** Passage shown **
++++++++++

Hence, for the group of patients with unresectable CRLM, getting a new liver by transplantation has re-emerged as an attractive option. The concept has largely been revitalised through the Second Cancer (SECA) trials [5]. Liver transplantation is now an accepted treatment for very select patients using stringent criteria (Fig. 1), with recommendations endorsed through international consensus guidelines [6].

Indeed, the enthusiasm for liver transplantation in unresectable CRLM is spreading globally. In a recent report, at least 15 centres in the United States reported having transplanted patients with CRLM with a further handful of centres having patients listed for transplant [7]. In the UK, transplant services for CRLM has aimed to commence by end of 2022 [8]. Other centres and countries prepare to follow suit. The question addressed by the Barcelona group is thus timely [1]—are we ready for it?

One expressed concern is an overuse of transplantation in an era with shortage of graft donors in most countries, particularly with a surge in centres providing this treatment. However, the collective US experience of 46 current transplants for CRLM is done in a period with an estimated 165,000 new metastatic colorectal cancers in the US [7] and during a period for which 1000s of liver resections were done. Hence, the share volume of transplantation represents an overall small part of treatment offered to patients with CRLM (Fig. 1). Critics and contestants have argued that the donor pool will be exhausted by introducing new indications like CRLM. However, the change in epidemiology and treatment of other diseases (e.g. for viral hepatitis now amendable to medical cure) and development of new techniques (ex situ machine preservation; suboptimal grafts previously discarded) can expand the current pool of grafts available in particular to patients with CRLM [9, 10]. However, unwise, undocumented, and too liberal use may truly break down the thin red line.

++++++++++

** Data records **

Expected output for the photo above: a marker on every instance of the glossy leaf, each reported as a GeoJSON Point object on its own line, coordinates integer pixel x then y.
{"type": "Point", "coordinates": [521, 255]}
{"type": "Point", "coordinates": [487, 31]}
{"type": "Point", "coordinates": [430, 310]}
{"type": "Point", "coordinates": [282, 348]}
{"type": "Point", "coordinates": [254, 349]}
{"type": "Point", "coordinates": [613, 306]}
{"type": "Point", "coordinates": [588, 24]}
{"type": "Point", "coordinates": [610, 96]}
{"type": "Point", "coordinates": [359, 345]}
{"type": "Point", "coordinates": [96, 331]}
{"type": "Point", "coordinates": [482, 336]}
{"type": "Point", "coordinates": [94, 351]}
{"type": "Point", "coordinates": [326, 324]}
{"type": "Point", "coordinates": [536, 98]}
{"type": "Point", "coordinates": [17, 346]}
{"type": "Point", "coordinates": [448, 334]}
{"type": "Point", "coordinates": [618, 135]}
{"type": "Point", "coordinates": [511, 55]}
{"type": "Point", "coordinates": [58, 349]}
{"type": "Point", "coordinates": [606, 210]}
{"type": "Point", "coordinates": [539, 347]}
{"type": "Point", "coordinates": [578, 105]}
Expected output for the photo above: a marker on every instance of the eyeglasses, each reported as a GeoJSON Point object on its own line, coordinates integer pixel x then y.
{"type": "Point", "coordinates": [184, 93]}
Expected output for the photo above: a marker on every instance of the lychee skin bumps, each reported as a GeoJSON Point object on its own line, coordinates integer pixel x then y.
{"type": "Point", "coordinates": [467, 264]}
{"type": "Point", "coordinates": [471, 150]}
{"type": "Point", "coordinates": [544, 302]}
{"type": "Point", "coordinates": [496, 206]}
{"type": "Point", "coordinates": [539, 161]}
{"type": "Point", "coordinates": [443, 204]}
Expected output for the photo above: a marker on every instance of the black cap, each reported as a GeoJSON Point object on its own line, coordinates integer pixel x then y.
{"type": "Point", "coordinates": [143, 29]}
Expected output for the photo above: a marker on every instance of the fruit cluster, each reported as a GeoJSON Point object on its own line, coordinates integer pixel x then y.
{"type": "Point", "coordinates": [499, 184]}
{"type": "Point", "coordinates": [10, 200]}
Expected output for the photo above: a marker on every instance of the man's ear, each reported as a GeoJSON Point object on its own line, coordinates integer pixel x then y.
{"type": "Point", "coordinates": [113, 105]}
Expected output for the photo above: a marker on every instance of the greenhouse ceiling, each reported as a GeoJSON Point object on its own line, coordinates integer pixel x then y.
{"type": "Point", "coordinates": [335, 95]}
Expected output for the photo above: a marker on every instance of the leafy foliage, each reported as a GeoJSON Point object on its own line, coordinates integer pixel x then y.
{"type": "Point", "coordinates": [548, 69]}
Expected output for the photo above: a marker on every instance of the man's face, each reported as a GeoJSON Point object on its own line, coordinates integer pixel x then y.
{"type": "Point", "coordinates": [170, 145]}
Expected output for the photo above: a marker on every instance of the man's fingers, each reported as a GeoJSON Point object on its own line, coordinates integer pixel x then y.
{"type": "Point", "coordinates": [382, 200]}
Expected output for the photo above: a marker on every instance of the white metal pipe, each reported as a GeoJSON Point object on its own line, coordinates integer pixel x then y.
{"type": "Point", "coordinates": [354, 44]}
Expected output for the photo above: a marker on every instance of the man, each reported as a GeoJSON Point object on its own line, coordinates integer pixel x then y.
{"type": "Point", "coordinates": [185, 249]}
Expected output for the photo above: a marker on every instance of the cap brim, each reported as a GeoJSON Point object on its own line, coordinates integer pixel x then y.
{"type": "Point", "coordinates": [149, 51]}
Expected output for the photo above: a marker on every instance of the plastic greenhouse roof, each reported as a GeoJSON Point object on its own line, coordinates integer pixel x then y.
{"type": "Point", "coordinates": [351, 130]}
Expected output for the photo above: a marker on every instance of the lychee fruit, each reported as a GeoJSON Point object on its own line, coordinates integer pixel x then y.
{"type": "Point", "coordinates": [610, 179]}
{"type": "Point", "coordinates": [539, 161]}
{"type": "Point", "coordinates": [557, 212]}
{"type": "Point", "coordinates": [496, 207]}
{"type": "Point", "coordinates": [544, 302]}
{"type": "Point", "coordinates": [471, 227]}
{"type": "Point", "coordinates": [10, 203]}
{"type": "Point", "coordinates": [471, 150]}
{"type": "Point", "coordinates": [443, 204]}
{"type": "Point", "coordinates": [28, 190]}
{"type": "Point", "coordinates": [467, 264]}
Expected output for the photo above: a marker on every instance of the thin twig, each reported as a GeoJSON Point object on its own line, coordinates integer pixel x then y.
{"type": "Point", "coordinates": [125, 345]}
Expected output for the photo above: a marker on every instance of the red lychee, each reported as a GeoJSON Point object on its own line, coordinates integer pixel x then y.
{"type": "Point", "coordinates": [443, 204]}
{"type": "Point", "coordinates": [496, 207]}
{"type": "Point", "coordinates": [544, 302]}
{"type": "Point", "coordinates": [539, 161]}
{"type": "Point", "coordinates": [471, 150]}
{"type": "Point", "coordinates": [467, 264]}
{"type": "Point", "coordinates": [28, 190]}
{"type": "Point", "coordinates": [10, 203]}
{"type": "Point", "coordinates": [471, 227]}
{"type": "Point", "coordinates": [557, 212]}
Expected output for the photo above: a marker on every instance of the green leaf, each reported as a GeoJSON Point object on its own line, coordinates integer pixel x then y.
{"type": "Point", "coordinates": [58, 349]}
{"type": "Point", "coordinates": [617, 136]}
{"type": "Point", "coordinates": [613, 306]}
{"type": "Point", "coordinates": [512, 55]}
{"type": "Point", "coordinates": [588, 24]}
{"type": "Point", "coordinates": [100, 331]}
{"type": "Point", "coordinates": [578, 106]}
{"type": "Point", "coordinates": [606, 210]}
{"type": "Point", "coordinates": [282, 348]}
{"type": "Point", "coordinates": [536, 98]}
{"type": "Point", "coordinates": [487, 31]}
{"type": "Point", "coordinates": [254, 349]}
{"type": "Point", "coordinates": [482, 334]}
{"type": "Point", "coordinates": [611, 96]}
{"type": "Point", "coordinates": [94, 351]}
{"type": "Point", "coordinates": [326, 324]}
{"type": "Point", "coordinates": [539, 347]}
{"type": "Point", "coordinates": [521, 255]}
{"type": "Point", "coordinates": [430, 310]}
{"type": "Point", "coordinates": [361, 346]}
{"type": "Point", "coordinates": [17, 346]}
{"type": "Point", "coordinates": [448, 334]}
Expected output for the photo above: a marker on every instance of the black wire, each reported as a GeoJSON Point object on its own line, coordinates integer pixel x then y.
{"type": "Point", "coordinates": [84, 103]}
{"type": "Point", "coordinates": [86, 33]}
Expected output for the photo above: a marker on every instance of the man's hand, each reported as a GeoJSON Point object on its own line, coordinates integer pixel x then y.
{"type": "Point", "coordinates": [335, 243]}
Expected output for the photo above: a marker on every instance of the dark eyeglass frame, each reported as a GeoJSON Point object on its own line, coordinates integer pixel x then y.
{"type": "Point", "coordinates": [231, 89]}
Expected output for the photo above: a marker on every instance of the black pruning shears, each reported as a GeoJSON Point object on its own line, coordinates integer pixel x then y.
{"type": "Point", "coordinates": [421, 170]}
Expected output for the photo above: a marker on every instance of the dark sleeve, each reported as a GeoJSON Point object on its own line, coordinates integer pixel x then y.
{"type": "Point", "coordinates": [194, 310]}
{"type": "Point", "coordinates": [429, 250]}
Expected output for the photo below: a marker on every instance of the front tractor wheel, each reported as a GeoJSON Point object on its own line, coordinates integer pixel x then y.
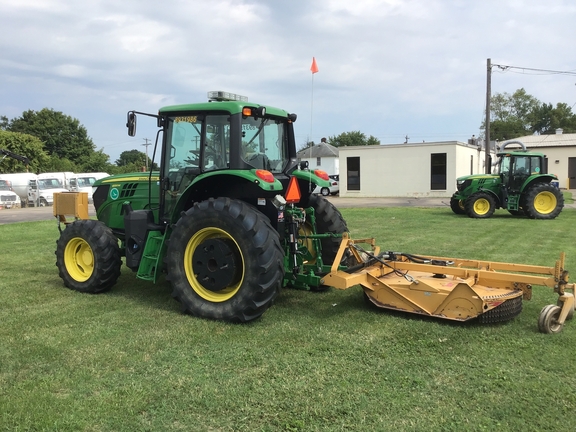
{"type": "Point", "coordinates": [480, 205]}
{"type": "Point", "coordinates": [224, 261]}
{"type": "Point", "coordinates": [543, 201]}
{"type": "Point", "coordinates": [88, 257]}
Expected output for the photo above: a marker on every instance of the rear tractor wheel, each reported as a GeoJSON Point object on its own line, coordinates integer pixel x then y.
{"type": "Point", "coordinates": [480, 205]}
{"type": "Point", "coordinates": [88, 257]}
{"type": "Point", "coordinates": [224, 261]}
{"type": "Point", "coordinates": [543, 201]}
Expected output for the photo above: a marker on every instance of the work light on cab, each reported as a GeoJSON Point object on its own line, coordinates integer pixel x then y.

++++++++++

** Work instruction A **
Give the liver transplantation passage again starting at "Indeed, the enthusiasm" and ending at "ready for it?", swapping "CRLM" for "colorectal liver metastases".
** Work instruction B **
Carry on the passage about liver transplantation for colorectal liver metastases from where it stops.

** Task response A **
Indeed, the enthusiasm for liver transplantation in unresectable colorectal liver metastases is spreading globally. In a recent report, at least 15 centres in the United States reported having transplanted patients with colorectal liver metastases with a further handful of centres having patients listed for transplant [7]. In the UK, transplant services for colorectal liver metastases has aimed to commence by end of 2022 [8]. Other centres and countries prepare to follow suit. The question addressed by the Barcelona group is thus timely [1]—are we ready for it?

** Task response B **
Indeed, the feat of liver transplantation for non-resectable CRLM forms a thin red line, very visible on the hilltop, compared to the deeps of trenches. It adds to the stretch in indications that has pushed biological boundaries over the years. In resectable CRLM, a high 10-year overall survival can be achieved in a considerable number of patients, conditional of favourable prognostic factors [11]. In resected CRLM [12], poor prognostic factors tend to diminish in their role over time, as patients drop out of survival analyses early and hence other factors become more prominent for the remaining survivors over time. For example, BRAFV600E mutations are considered an early predictor of poor outcome but has less impact in long-term survivors. Indeed, there is recognised ‘good’, ‘bad’ and ‘ugly’ biology in CRLM [13] largely driven by molecular and morphological features in the tumour–liver microenvironment interface [14]. Currently, the understanding of these is limited at best and we are only able to treat but a minority of the features involved. The dynamic, altered, and disruptive biological behaviour of CRLMs is essential to understand at a cellular level, such as the image-based metabolic response that appears essential also for selection from the SECA cohort [15].

Transplantation for CRLM may indeed form a thin red line against the increasing volume of non-resectable CRLMs. In keeping with the analogy—it is but a battle in the war. However, improved understanding of the selective indications, by curating the pool of donors, and harnessing the biological behaviour implied in its success it might just give the source of inspiration for—if not poems, paintings, and movies—new avenues for research and innovations that eventually will benefit the larger group of patients with non-resectable CRLM.